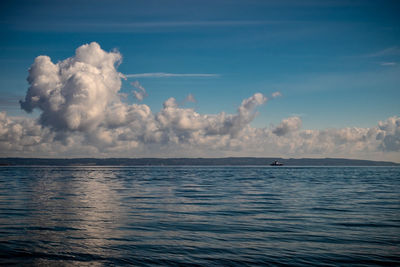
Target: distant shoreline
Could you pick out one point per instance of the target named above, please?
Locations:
(228, 161)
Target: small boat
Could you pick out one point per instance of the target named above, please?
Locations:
(276, 163)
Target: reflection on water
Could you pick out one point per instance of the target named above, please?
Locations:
(199, 215)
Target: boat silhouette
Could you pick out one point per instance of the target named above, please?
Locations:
(276, 163)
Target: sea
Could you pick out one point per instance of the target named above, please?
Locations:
(199, 216)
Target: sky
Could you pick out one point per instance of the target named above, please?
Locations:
(200, 79)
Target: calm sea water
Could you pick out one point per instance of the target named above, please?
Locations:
(204, 216)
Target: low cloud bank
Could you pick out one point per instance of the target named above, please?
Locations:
(82, 114)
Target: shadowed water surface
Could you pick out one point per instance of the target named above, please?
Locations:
(199, 215)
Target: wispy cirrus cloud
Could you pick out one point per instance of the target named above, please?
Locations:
(166, 75)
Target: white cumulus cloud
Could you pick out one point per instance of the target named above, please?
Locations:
(82, 115)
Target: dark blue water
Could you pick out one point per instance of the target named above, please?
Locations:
(233, 216)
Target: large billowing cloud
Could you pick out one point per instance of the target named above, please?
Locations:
(82, 114)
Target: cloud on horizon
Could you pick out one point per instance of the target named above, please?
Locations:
(82, 114)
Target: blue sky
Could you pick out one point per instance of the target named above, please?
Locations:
(336, 63)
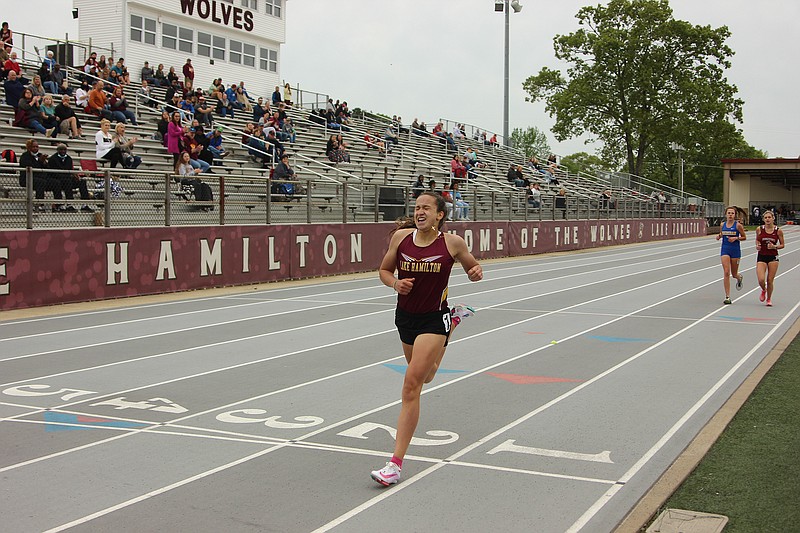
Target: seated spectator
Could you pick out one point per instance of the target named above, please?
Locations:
(418, 187)
(48, 112)
(448, 202)
(146, 95)
(68, 122)
(191, 182)
(67, 181)
(461, 206)
(391, 137)
(13, 88)
(288, 130)
(224, 106)
(534, 195)
(174, 136)
(119, 107)
(98, 101)
(283, 171)
(29, 114)
(203, 113)
(36, 87)
(125, 145)
(105, 147)
(215, 144)
(41, 180)
(606, 200)
(287, 95)
(12, 65)
(457, 169)
(193, 146)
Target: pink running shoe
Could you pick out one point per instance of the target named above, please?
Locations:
(459, 312)
(388, 475)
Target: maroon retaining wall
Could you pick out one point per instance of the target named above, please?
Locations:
(46, 267)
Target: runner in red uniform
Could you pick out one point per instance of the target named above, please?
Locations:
(422, 256)
(769, 239)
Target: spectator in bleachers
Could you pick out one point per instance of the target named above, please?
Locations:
(160, 77)
(82, 95)
(287, 95)
(6, 35)
(48, 110)
(125, 145)
(194, 147)
(146, 95)
(215, 144)
(461, 210)
(41, 181)
(391, 137)
(98, 101)
(11, 64)
(68, 122)
(119, 107)
(283, 171)
(260, 109)
(174, 136)
(203, 113)
(224, 106)
(36, 87)
(105, 147)
(188, 73)
(29, 114)
(534, 195)
(148, 74)
(67, 182)
(13, 88)
(288, 131)
(172, 76)
(418, 187)
(119, 73)
(457, 168)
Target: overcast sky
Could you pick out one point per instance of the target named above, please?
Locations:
(434, 59)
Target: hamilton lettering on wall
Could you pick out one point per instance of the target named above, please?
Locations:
(219, 12)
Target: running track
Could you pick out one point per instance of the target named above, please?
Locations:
(265, 409)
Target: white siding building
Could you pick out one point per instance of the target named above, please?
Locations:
(237, 40)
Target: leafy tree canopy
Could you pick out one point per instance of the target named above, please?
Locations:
(637, 77)
(532, 141)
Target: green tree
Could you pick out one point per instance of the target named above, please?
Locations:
(532, 141)
(582, 162)
(637, 77)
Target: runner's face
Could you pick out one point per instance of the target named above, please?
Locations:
(425, 214)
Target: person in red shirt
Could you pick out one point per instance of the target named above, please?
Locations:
(769, 239)
(423, 256)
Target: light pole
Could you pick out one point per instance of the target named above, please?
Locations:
(678, 148)
(503, 5)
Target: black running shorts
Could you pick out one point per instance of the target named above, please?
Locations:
(409, 325)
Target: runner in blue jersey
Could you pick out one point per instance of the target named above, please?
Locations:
(731, 232)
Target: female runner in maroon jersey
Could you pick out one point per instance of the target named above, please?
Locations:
(769, 239)
(423, 256)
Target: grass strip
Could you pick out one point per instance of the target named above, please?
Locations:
(752, 473)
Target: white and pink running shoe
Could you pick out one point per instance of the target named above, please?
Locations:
(459, 312)
(388, 475)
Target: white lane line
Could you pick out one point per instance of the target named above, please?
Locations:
(605, 498)
(402, 486)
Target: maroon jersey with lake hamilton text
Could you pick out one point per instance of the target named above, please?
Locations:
(430, 267)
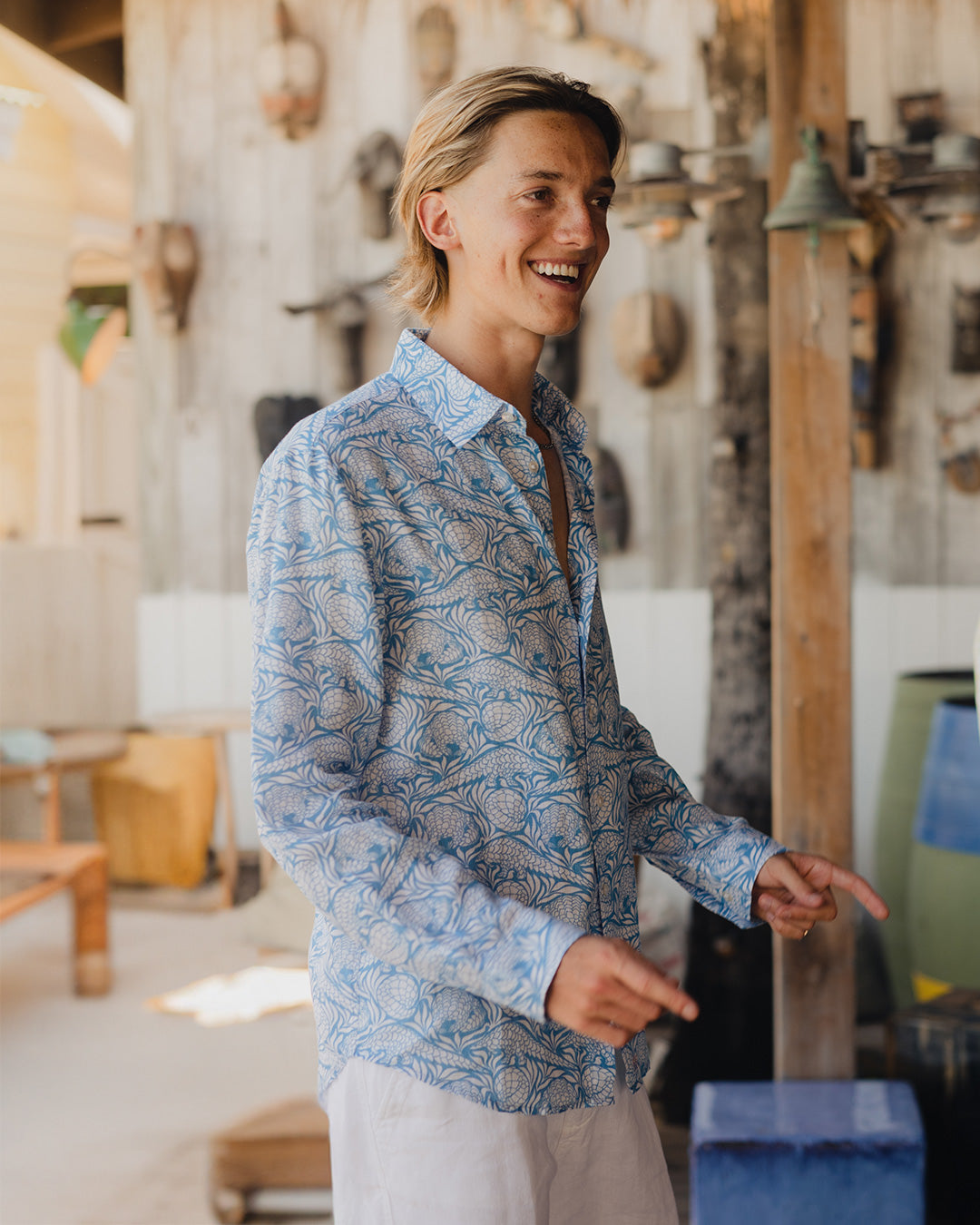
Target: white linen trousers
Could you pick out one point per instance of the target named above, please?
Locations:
(407, 1153)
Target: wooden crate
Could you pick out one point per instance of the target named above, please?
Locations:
(154, 810)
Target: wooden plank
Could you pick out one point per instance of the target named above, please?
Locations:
(31, 895)
(814, 980)
(73, 24)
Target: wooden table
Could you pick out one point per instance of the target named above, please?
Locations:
(53, 865)
(216, 724)
(286, 1145)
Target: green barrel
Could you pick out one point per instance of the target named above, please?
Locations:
(945, 863)
(916, 696)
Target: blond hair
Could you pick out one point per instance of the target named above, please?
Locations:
(452, 137)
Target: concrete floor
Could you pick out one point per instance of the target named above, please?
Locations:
(105, 1108)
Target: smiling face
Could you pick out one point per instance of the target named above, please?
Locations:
(525, 231)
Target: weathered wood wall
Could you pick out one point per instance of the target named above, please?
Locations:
(910, 524)
(279, 223)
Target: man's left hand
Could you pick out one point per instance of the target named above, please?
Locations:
(793, 892)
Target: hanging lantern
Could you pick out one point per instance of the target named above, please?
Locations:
(377, 164)
(165, 256)
(955, 198)
(289, 71)
(658, 193)
(648, 338)
(812, 200)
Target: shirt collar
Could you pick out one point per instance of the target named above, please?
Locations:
(459, 407)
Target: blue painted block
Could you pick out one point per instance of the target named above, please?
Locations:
(806, 1152)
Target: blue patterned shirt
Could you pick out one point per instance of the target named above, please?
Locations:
(440, 756)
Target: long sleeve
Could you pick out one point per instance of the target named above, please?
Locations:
(716, 858)
(318, 703)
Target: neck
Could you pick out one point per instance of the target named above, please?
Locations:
(501, 364)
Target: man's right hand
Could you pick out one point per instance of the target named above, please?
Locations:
(604, 989)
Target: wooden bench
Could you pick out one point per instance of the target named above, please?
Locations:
(52, 865)
(283, 1147)
(83, 867)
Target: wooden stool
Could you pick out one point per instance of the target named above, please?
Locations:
(83, 868)
(283, 1147)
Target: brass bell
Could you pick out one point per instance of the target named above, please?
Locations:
(812, 199)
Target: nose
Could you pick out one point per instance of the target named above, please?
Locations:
(580, 224)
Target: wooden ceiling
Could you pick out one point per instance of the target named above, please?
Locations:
(86, 34)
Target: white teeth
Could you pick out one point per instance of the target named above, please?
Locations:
(556, 270)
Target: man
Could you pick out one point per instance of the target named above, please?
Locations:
(441, 759)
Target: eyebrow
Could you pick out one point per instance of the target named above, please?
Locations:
(557, 177)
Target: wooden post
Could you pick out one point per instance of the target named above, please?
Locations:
(810, 422)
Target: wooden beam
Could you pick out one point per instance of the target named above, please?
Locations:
(73, 26)
(810, 420)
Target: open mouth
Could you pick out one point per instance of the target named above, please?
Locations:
(561, 273)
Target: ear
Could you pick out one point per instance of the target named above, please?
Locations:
(436, 220)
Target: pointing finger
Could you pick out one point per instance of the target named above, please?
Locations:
(859, 888)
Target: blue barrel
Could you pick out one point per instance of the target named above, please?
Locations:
(945, 861)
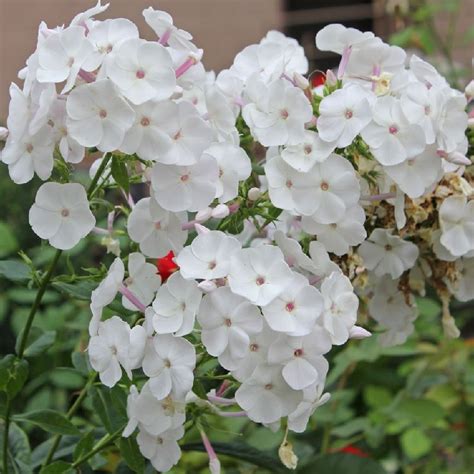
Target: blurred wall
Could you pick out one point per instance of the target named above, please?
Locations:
(221, 27)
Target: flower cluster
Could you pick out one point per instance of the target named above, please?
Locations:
(280, 214)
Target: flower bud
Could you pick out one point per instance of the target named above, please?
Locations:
(253, 194)
(220, 211)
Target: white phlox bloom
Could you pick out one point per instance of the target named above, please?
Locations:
(105, 293)
(456, 219)
(296, 310)
(162, 450)
(208, 257)
(98, 116)
(234, 166)
(185, 188)
(387, 254)
(259, 274)
(340, 307)
(63, 54)
(156, 230)
(265, 396)
(151, 415)
(175, 307)
(142, 70)
(276, 114)
(341, 235)
(313, 397)
(389, 307)
(169, 363)
(142, 281)
(116, 346)
(302, 358)
(391, 137)
(343, 114)
(227, 321)
(61, 214)
(324, 192)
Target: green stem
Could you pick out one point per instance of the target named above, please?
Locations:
(103, 443)
(69, 415)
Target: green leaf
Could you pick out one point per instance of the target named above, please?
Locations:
(131, 454)
(13, 374)
(41, 343)
(8, 242)
(243, 452)
(415, 443)
(49, 420)
(14, 270)
(58, 467)
(341, 463)
(19, 452)
(120, 173)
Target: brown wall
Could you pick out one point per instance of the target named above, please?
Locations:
(221, 27)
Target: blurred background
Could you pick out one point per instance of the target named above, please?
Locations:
(408, 409)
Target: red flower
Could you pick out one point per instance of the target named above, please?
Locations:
(166, 266)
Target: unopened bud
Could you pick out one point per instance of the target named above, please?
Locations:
(253, 194)
(358, 332)
(204, 214)
(207, 286)
(220, 211)
(300, 81)
(331, 79)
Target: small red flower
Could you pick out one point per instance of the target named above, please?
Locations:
(166, 266)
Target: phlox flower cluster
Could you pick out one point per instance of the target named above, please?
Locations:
(273, 208)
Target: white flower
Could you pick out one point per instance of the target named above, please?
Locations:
(208, 256)
(227, 321)
(339, 236)
(175, 306)
(324, 192)
(340, 307)
(116, 345)
(61, 214)
(98, 116)
(259, 274)
(187, 134)
(301, 358)
(62, 55)
(277, 114)
(143, 281)
(311, 150)
(142, 70)
(456, 219)
(152, 415)
(415, 175)
(296, 310)
(169, 363)
(391, 137)
(156, 230)
(185, 188)
(265, 396)
(234, 166)
(343, 114)
(162, 450)
(388, 254)
(105, 293)
(313, 398)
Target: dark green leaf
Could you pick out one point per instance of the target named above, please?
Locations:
(49, 420)
(131, 454)
(14, 270)
(13, 374)
(120, 173)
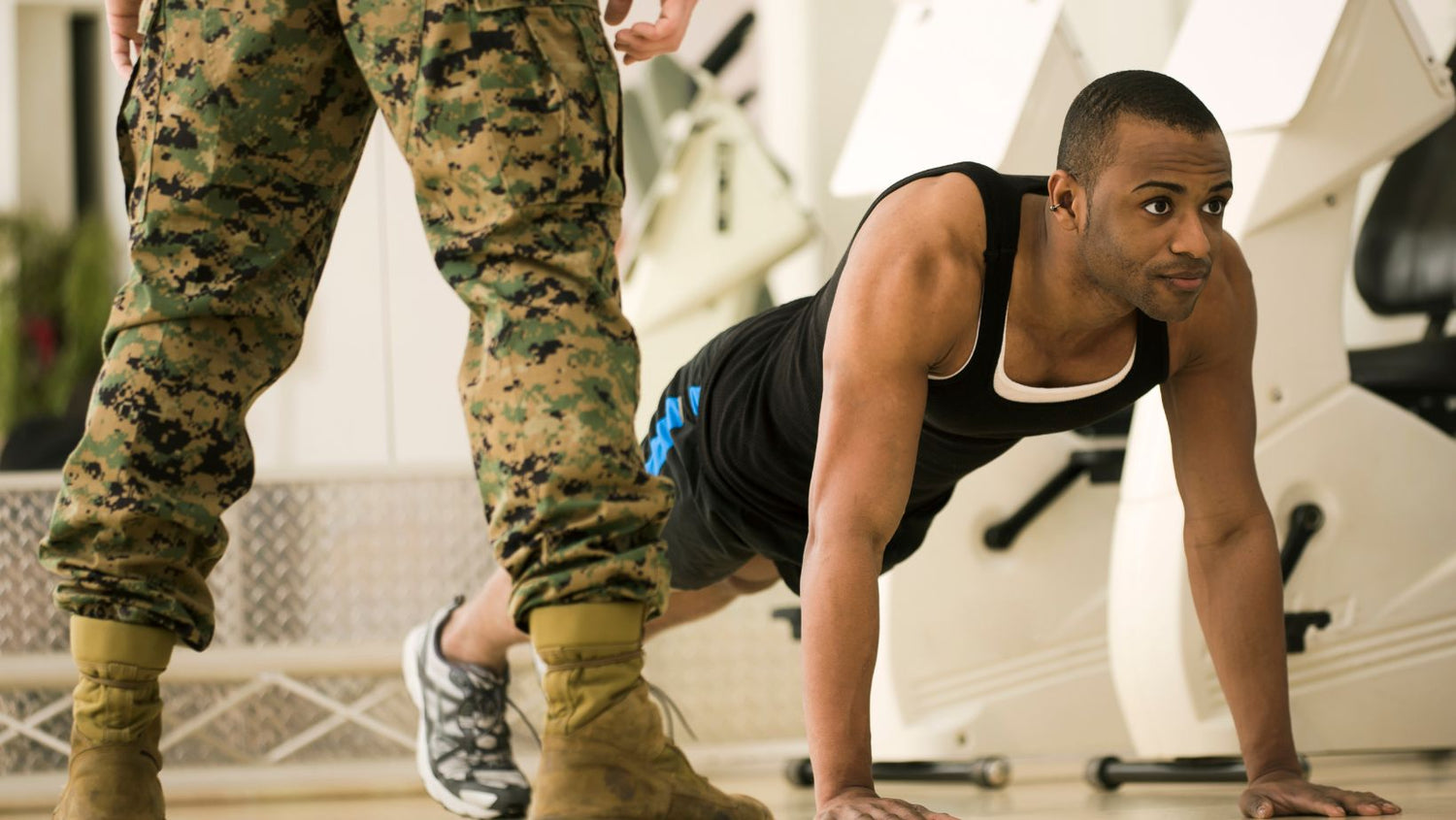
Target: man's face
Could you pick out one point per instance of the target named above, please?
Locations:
(1156, 217)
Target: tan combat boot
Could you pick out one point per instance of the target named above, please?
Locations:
(603, 750)
(118, 723)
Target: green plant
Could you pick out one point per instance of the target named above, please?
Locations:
(55, 290)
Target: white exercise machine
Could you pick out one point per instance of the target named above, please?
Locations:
(716, 215)
(1362, 488)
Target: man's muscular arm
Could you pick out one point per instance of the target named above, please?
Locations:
(1232, 551)
(900, 303)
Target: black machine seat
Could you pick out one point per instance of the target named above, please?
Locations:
(1406, 262)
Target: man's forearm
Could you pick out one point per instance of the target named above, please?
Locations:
(841, 601)
(1240, 596)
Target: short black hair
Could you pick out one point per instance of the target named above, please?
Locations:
(1086, 146)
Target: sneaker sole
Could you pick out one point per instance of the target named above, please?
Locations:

* [What you need to do] Write out exactly the lines from the one containing "Target: dark green leaf" through the last line of the records above, both ends included, and leave out any pictures.

* [Result of the task]
Target: dark green leaf
Could you pick out one point per instance of the target named above, please?
Locations:
(49, 420)
(131, 454)
(14, 270)
(13, 374)
(120, 173)
Target: man's face
Could you pick out one point per instance of the target named above, please?
Locations:
(1156, 217)
Target: tan combat boot
Could you pick out one point per instance of the target named above, please?
Locations:
(603, 750)
(118, 723)
Target: green plant
Could you pick out one point per instance of the target named above, please?
Locations:
(55, 290)
Target: white exercise machine
Could you pick out one point per instance of the target named above, please?
Locations:
(716, 215)
(1362, 488)
Target: man's muscular arm
Could you pick out one point per instance of the target named above, please?
Locations:
(1232, 551)
(900, 303)
Target: black machine seat
Could you pick out one point per instance of the target named above, please?
Locations:
(1406, 262)
Target: man's forearm
Could you pick out one point per instance of the target named above, please?
Locations:
(841, 601)
(1240, 596)
Target: short black hair
Could you pick out one point per instance of the target named above, please?
Locations:
(1086, 146)
Target: sneaker sole
Could you pick out one point per instance of the target named above, please?
Locations:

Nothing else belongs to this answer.